EXTRACT TO READ.
>>>

Earlier this year, I had one of our project file servers (450 TB) go down. It didn't go down because the array spuriously just lost a bunch of disks; it was simply your usual sort of Linux kernel panic... you go to the console and it's just black screen and unresponsive, or maybe you can see the tail end of a backtrace and it's unresponsive. So, OK, issue a quick remote IPMI reboot of the machine, it comes up...

I'm in single user mode, bringing up each sub-RAID6 in our RAID60 by hand, no problem. Bring up the top level RAID0. OK. Then I go to mount the XFS... no go. Apparently the log somehow got corrupted in the crash?

So I try to mount ro, no dice, but I _can_ mount ro,noreplaylog and I see good files here! Thank goodness. I start scavenging to a spare host...

A few weeks later, after the scavenge is done, I did a few xfs_repair runs just for the sake of experimentation. Using both in dry run mode, I tried the version that shipped with Ubuntu 12.04, as well as the latest xfs_repair I could pull from the source tree. I redirected the output of both runs to file and watched them with 'tail -f'.

<<<

SUPPLIED MATERIAL.
>>>

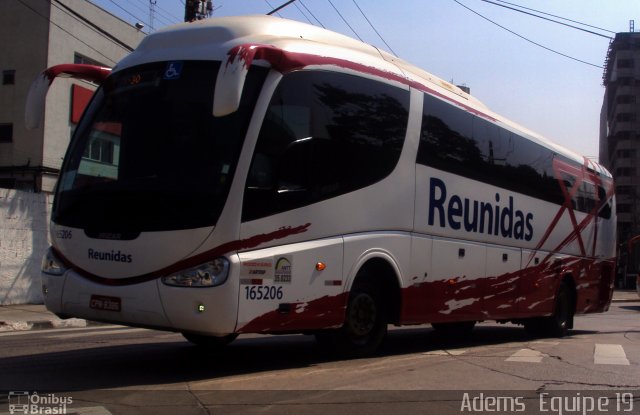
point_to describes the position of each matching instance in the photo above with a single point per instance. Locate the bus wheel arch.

<<<

TASK OBJECTIVE.
In the account of the file server crash, which mount options finally let the writer see good files on the XFS filesystem?

TASK RESULT.
The options ro,noreplaylog.